(SOURCE DOCUMENT)
################
Image: There has been controversy over David Cameron’s lobbying of government ministers on behalf of the troubled financial services company

It was approved to lend up to £400m under the scheme. The NAO report says it was made clear to Greensill that there was a maximum lending limit of £50m per borrower group.

Despite this, seven of the eight CLBILS loans made by Greensill were to companies in Mr Gupta’s business empire, totalling £350m.

Six of the £50m loans were made on the same day – 30 September.

Image: Sanjeev Gupta is chief executive of GFG Alliance, owner of Liberty Steel

The activity was so concerning that the British Business Bank, the group responsible for accrediting lenders, moved to block Greensill from further lending on 13 October.

The report also sheds light on how unusual the lending pattern was.

Although lenders were allowed to lend up to £50m, most did not, and the average loan under CLBILS was just £3m.

In fact only 17 of 698 CLBILS loans were for the maximum amount – eight of which were lent by Greensill, making it the fifth-largest lender on the scheme by value.

GFG is an unusual collection in that the firms are linked through their ownership by Mr Gupta and his family, but they are not formally part of a group.

Greensill maintained it considered the loans to be compliant.

Greensill Capital became a household name in March when it collapsed, leaving the future of its key client Liberty Steel in doubt.

There has also been controversy over former prime minister David Cameron’s role lobbying current government ministers on behalf of the troubled financial services company.

The NAO’s investigation did not explore the firm’s links to government but it did report on the “unusual” interest taken by the Department for Business, Energy & Industrial Strategy (BEIS) into Greensill’s accreditation as a lender.

The report details how updates on the accreditation process were repeatedly requested, with eight email enquiries sent over 19 weeks.

Image: Greensill Capital’s collapse left the future of its key client Liberty Steel in doubt

The department told the NAO it did so as it knew Greensill could potentially provide support to Liberty Steel, and if Greensill was not accredited it would need to consider alternatives.

The National Audit Office said that the British Business Bank had been in a hurry to get money to businesses as quickly as possible and this meant it didn’t necessarily have the time to question Greensill further before accrediting it as a lender.

It explained that the bank placed greater reliance on audit checks after it accredited lenders rather than due diligence before, in order to speed up the process.

However, it was given credit for acting quickly and decisively when suspected breaches had been made.

British Business Bank chief executive Catherine Lewis La Torre said: “The British Business Bank acknowledges, as the report does, that in the case of Greensill, applying a less streamlined process might have led the bank to further question Greensill’s application.

“A less streamlined accreditation process would, however, have been lengthier, meaning that fewer lenders may have been accredited, and fewer businesses would have received the critical finance they needed.”

Meg Hillier MP, chair of the committee of public accounts said: “Sadly, it is clear that some of this mess could have been avoided with more thorough due diligence on Greensill upfront.

“As with many of the decisions made during the pandemic, there are important lessons for the government about the trade-off between speed and accuracy in its emergency response.”
################
(RECORD EXTRACTS)
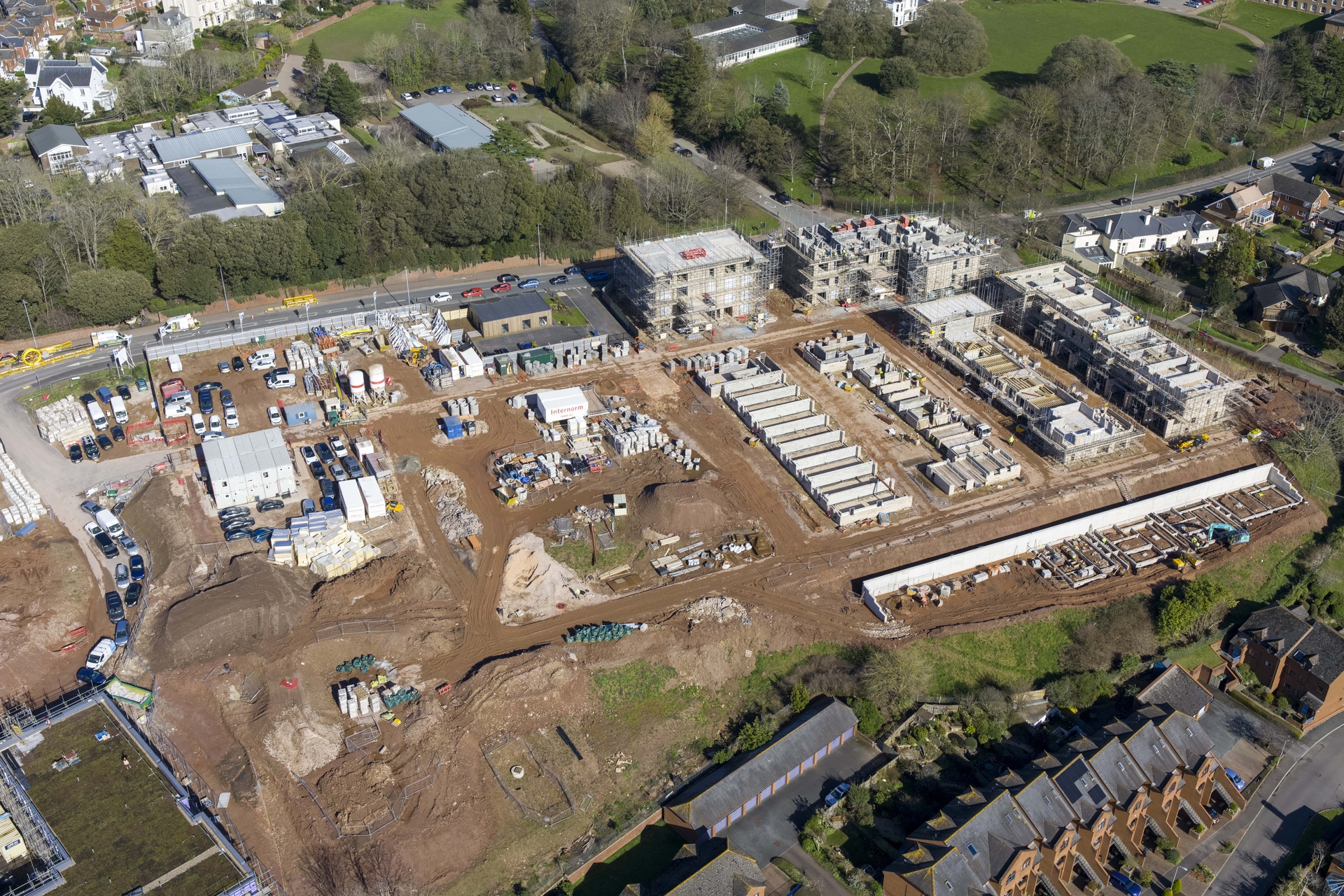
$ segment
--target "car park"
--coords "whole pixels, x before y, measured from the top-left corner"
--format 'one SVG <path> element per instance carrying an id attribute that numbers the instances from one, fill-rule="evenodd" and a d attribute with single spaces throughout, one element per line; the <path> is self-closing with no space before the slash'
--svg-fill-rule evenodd
<path id="1" fill-rule="evenodd" d="M 102 669 L 114 653 L 117 653 L 117 643 L 112 638 L 98 638 L 98 642 L 89 650 L 85 669 Z"/>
################
(LIST OF TASKS)
a) Using the Greensill article, answer these questions:
(i) What maximum lending limit per borrower group was made clear to Greensill?
(ii) On what date did the British Business Bank move to block Greensill from further lending?
(iii) How many email enquiries did BEIS send about Greensill's accreditation, and over how many weeks?
b) Rewrite the stretch of the Greensill article from "Despite this, seven" through "on 13 October.", substituting "bar" for "block".

(EXPECTED RESULTS)
a)
(i) £50m per borrower group.
(ii) 13 October.
(iii) Eight email enquiries over 19 weeks.

b)
Despite this, seven of the eight CLBILS loans made by Greensill were to companies in Mr Gupta’s business empire, totalling £350m.

Six of the £50m loans were made on the same day – 30 September.

Image: Sanjeev Gupta is chief executive of GFG Alliance, owner of Liberty Steel

The activity was so concerning that the British Business Bank, the group responsible for accrediting lenders, moved to bar Greensill from further lending on 13 October.